Text under study:
It’s a scary time to be a hypochondriac.
Right now, the world is facing a potential pandemic of COVID-19, also known as the 2019 novel coronavirus or just “the coronavirus.” As of this writing, there are over 90,000 confirmed coronavirus cases, several dozen of which are in the US.
The good news (if we can even call it that) is that most cases of the disease are mild, and the mortality rate appears to be relatively low, at about 1%. So far, the coronavirus has resulted in approximately 3,000 deaths, including several in Washington State this past weekend. While that’s certainly scary, it isn’t as common as the seasonal flu (which has killed 18,000–46,000 people in 2020 alone) or anywhere near as deadly as malaria, tuberculosis, or rabies.
So, if you’re suffering from a headache, dizziness, nausea, or the sensation that your throat’s closing up, don’t panic. You’re probably just experiencing the symptoms of good old-fashioned anxiety. Perhaps, like many of us, you’re worried about the economic impact of the outbreak—from the global consequences down to the reverberations on your business. Already, the coronavirus has caused countless travel cancellations, project delays, and organizational closures.
Rather than merely waiting and reacting to these issues as they come up, companies should use this time to strategically plan ahead.
Moreover, the uncertainty around the coronavirus presents “an opportunity to reimagine work broadly.” So writes Cali Williams Yost, CEO and founder of Flex+Strategy Group, in a recent Harvard Business Review article:
“The global spread of the virus may be a moment that reveals whether employers are ready to respond rapidly to unexpected workplace changes. Business travel could decrease or come to a full stop. More employees may need to work outside of local “business hours” and use video conferencing to operate across time zones. And, if it gets bad enough, many could indeed be asked, or request, to work remotely.
Are organizations ready? Chances are probably not. But even for those open to rethinking how the work would get done, are they ready for the inevitable post-crisis question: ‘Why don’t we do this all the time?’”
To put it another way, the coronavirus is a great excuse for embracing remote work and offer your employees the option—an option 99% of us would like to have.
Here are Yost’s 5 steps for coming up with an effective remote work plan that can be used during an emergency—or any time:
1. Acknowledge the possibility that all or part of your workforce may need to work remotely.
2. Map out jobs and tasks that could be affected.
3. Audit available IT hardware and software, and close any gaps in access and adoption.
4. Set up a communications protocol in advance.
5. Identify ways to measure performance that could inform broader change.
Read “What’s Your Company’s Emergency Remote-Work Plan?”
Now, for lots of the industries KPA serves, working remotely just isn’t feasible for large portions of their workforce. In those cases, our partners at Fisher Phillips have some great guidance too.
Read “The Coronavirus Email that HR will be Sending to the CEO”
With no coronavirus vaccine or end to the infection in sight, every organization needs to develop a response plan sooner rather than later.
Now is a good time to update your software and systems—to embrace remote work and ditch old-fashioned processes in favor of solutions that can be accessed from anywhere.

Task list:
a – Please rewrite the part of the coronavirus article that opens with the words containing "Now, for lots" and closes with "rather than later.", changing "vaccine" to "treatment".
b – Answer these questions using the coronavirus article:
(i) What mortality rate does it give for the coronavirus?
(ii) What positions does Cali Williams Yost hold at Flex+Strategy Group?
(iii) What is the fourth of Yost's steps?
The rows after this point are separate material, unrelated to the coronavirus article.

Provided material:
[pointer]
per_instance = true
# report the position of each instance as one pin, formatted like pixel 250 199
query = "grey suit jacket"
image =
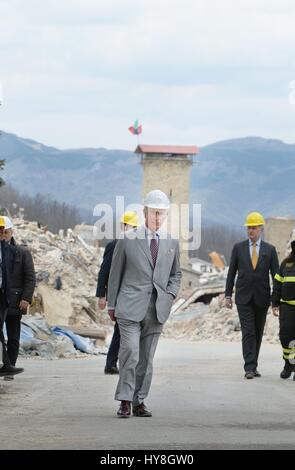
pixel 133 277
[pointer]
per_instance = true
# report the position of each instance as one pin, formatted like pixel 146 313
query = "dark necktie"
pixel 154 250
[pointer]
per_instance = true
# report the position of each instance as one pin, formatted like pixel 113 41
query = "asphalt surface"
pixel 199 399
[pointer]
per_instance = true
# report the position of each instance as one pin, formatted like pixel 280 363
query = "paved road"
pixel 199 399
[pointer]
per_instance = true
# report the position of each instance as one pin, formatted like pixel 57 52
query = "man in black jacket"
pixel 22 285
pixel 7 259
pixel 128 221
pixel 253 260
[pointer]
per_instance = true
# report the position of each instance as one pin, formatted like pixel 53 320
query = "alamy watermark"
pixel 291 96
pixel 182 221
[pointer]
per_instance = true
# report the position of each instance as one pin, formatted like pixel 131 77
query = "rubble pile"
pixel 214 323
pixel 66 271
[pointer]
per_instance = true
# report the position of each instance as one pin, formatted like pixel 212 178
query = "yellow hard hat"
pixel 253 219
pixel 130 218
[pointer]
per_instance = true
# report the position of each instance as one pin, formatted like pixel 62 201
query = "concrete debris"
pixel 68 258
pixel 199 322
pixel 38 339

Task solutions:
a –
Now, for lots of the industries KPA serves, working remotely just isn’t feasible for large portions of their workforce. In those cases, our partners at Fisher Phillips have some great guidance too.
Read “The Coronavirus Email that HR will be Sending to the CEO”
With no coronavirus treatment or end to the infection in sight, every organization needs to develop a response plan sooner rather than later.

b –
(i) About 1%.
(ii) CEO and founder.
(iii) Set up a communications protocol in advance.